_WHAT YOU HAVE TO DO_
What follows is a listing; restate every line of it word for word.

_DATA EXTRACT_

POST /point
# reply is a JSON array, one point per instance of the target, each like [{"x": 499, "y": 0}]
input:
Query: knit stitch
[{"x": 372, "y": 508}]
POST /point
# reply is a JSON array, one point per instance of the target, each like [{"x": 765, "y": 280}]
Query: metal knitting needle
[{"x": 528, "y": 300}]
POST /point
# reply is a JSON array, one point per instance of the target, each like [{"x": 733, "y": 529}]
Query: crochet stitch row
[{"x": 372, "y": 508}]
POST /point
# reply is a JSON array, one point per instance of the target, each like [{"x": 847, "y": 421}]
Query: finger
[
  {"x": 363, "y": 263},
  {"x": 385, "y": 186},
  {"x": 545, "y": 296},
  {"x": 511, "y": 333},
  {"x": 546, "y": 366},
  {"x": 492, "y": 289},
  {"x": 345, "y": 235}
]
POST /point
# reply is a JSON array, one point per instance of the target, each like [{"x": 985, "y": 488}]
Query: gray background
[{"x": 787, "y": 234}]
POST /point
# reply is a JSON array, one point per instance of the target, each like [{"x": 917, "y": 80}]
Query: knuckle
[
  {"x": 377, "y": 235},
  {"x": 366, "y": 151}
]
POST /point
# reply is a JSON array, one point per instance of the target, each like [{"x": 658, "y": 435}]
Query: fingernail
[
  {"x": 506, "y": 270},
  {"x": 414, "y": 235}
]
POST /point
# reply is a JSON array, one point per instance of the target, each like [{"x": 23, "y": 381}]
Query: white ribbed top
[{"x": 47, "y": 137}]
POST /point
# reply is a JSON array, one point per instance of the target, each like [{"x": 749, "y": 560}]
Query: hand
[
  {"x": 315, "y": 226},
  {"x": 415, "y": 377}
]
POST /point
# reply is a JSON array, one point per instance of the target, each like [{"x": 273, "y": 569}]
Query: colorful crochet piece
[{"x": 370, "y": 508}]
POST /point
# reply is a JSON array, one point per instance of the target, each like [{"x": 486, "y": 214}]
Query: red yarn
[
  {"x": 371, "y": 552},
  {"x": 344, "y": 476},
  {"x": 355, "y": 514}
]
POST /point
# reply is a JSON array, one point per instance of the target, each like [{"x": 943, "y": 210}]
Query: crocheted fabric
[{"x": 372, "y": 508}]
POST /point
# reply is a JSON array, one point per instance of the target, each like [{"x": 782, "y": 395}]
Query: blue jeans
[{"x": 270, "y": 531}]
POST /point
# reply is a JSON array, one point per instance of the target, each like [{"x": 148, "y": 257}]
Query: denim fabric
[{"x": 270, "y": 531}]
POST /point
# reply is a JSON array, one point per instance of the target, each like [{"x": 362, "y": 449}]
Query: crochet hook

_FINISHED TASK_
POST /point
# reply is a JSON array, one point per instance of the target, each like [{"x": 499, "y": 0}]
input:
Query: knit stitch
[{"x": 372, "y": 508}]
POST /point
# reply is a JSON array, one point per instance of the target, each like [{"x": 765, "y": 280}]
Query: metal knitting needle
[{"x": 528, "y": 300}]
POST /point
# reply is a JSON array, one point per instance of the target, each like [{"x": 733, "y": 529}]
Query: crochet stitch row
[{"x": 372, "y": 508}]
POST /point
# reply is a JSON array, one point per instance of the target, each like [{"x": 847, "y": 421}]
Query: finger
[
  {"x": 363, "y": 263},
  {"x": 385, "y": 186},
  {"x": 545, "y": 296},
  {"x": 511, "y": 333},
  {"x": 546, "y": 366},
  {"x": 492, "y": 289},
  {"x": 345, "y": 235}
]
POST /point
# reply is a JSON array, one point per instance of the target, each like [{"x": 985, "y": 488}]
Query: gray background
[{"x": 787, "y": 234}]
POST /point
# reply is a JSON array, one point per instance of the target, each like [{"x": 917, "y": 80}]
Query: knuckle
[
  {"x": 377, "y": 235},
  {"x": 366, "y": 151}
]
POST /point
# reply is a JSON array, one point per instance of the target, each like [{"x": 658, "y": 435}]
Query: fingernail
[
  {"x": 506, "y": 270},
  {"x": 414, "y": 235}
]
POST /point
# reply is a JSON array, one point per instance of the target, each like [{"x": 23, "y": 381}]
Query: white ribbed top
[{"x": 47, "y": 137}]
POST /point
# reply is a JSON array, one point per instance of the target, each like [{"x": 749, "y": 560}]
Query: hand
[
  {"x": 315, "y": 226},
  {"x": 415, "y": 377}
]
POST /point
# reply is a JSON array, one point per instance of the target, each like [{"x": 273, "y": 569}]
Query: colorful crochet piece
[{"x": 370, "y": 508}]
POST /point
# reply is a JSON array, one point per instance of the target, each like [{"x": 486, "y": 214}]
Query: red yarn
[
  {"x": 371, "y": 552},
  {"x": 344, "y": 476},
  {"x": 355, "y": 514}
]
POST /point
# reply is a JSON array, one point per instance of the target, each like [{"x": 943, "y": 210}]
Query: crocheted fabric
[{"x": 372, "y": 508}]
POST /point
# reply is a JSON array, one point per instance of the target, each like [{"x": 782, "y": 395}]
Query: blue jeans
[{"x": 270, "y": 531}]
POST /point
# reply is a JSON array, one point per instance of the target, each like [{"x": 148, "y": 257}]
Query: denim fabric
[{"x": 270, "y": 531}]
POST /point
# reply is a JSON array, one point per instance of the target, each like [{"x": 362, "y": 449}]
Query: crochet hook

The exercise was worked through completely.